Segment Start: RECORDS FOR THE TASK
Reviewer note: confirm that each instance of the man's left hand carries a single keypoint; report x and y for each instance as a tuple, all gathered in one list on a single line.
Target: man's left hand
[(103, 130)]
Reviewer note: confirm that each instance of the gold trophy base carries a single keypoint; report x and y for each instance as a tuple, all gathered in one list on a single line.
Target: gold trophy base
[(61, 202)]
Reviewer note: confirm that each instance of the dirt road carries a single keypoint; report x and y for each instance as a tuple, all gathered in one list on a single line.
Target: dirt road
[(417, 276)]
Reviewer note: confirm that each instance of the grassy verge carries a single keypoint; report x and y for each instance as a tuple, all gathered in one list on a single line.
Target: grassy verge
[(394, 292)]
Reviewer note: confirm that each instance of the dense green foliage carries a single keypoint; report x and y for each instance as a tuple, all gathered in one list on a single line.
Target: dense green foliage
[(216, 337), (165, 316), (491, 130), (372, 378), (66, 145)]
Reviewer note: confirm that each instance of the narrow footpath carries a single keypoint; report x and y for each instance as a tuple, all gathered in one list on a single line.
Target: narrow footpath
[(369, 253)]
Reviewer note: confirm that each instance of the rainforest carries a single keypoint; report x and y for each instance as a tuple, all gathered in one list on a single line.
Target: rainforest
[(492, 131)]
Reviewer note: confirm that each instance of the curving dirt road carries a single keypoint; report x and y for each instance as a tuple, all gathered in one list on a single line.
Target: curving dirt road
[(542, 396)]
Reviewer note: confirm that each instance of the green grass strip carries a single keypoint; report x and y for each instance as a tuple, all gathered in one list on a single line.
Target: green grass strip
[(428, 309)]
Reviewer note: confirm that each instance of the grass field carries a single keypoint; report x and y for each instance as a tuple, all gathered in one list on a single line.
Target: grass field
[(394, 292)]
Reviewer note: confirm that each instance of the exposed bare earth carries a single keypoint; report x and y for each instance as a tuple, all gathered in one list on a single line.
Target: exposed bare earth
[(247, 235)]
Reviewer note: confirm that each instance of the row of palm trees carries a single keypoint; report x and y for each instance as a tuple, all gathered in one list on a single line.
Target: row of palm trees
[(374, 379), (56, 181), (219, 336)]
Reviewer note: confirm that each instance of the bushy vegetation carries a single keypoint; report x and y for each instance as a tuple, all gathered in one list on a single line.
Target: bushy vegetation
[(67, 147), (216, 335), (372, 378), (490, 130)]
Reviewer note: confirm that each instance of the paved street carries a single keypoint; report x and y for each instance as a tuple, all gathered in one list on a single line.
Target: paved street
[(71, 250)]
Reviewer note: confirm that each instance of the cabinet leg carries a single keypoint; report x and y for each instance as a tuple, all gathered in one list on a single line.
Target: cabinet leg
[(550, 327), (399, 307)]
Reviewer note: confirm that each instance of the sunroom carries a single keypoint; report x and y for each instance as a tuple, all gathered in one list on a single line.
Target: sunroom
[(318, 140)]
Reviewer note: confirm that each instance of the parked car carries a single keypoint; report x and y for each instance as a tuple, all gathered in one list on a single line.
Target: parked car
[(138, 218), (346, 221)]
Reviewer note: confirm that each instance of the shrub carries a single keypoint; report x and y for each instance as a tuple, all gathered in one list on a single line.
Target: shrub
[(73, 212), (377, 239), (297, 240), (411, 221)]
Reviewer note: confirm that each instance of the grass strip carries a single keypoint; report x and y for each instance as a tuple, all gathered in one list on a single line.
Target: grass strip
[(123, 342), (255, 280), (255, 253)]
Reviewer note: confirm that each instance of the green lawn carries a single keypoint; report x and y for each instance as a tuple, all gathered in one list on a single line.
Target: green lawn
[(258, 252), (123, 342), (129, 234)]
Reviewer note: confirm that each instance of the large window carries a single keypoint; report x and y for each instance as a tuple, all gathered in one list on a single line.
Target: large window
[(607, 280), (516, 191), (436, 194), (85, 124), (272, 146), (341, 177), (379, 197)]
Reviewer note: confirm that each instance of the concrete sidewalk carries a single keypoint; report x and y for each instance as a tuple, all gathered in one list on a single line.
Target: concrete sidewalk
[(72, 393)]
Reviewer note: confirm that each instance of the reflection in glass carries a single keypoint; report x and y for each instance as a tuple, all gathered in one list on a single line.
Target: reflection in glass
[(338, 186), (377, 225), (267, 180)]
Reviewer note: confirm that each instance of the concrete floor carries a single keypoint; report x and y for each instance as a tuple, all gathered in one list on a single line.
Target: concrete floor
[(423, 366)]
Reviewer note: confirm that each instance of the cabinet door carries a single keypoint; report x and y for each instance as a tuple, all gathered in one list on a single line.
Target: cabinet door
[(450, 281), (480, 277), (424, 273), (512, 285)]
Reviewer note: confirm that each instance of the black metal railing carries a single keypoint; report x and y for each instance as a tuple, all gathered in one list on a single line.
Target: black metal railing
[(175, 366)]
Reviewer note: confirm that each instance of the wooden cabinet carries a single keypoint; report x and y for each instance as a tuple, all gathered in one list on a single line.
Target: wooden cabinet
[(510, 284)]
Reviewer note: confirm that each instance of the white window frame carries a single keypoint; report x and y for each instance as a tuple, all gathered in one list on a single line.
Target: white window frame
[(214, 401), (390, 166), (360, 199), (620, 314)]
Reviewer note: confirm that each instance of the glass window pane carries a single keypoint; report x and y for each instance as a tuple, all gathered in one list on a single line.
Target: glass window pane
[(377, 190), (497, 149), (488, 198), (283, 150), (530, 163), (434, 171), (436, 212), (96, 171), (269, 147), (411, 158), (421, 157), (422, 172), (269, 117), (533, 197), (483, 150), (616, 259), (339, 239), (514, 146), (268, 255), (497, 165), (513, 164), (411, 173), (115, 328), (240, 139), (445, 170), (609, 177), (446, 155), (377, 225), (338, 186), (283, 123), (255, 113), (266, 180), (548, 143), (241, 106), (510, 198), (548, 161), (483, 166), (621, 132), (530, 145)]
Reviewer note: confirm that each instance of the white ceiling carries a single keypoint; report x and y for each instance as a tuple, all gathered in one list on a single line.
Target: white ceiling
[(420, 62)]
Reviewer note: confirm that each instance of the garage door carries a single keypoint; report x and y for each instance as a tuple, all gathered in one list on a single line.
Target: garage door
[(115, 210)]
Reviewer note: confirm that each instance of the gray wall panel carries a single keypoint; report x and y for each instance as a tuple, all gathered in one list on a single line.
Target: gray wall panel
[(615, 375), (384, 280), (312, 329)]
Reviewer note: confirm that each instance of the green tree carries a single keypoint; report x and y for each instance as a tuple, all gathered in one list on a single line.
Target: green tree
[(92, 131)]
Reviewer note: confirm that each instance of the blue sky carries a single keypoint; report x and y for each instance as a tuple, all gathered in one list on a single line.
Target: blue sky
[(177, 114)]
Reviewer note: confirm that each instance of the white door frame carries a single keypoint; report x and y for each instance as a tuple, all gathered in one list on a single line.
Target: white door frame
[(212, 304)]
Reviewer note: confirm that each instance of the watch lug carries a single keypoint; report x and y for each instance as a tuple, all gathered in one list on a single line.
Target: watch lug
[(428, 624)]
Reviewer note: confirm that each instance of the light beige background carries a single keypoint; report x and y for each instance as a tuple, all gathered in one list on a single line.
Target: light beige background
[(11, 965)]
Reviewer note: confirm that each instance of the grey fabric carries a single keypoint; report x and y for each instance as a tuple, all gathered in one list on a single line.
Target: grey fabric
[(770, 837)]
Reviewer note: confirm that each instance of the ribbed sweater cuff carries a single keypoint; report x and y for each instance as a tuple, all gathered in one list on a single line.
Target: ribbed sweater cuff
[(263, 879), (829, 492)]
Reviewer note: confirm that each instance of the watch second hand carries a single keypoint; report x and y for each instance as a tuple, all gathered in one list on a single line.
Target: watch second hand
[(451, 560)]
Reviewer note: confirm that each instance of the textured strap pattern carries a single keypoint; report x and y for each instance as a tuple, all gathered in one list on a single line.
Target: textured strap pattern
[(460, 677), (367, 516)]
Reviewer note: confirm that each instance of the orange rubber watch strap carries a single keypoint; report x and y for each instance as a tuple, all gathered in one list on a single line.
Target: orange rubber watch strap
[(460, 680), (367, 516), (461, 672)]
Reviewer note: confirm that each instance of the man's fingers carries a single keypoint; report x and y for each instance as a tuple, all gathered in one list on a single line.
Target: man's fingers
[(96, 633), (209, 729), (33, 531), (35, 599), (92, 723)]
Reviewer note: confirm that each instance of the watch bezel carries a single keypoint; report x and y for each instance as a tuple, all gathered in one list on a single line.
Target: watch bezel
Segment End: RECORDS FOR THE TASK
Search the data and copy each line containing "bezel".

OUTPUT OF THE EXERCISE:
Reviewer note: confirm that each instance of the watch bezel carries a single keypoint; report x and y for each instance as a tuple, all gathered in one list on a single line.
Target: watch bezel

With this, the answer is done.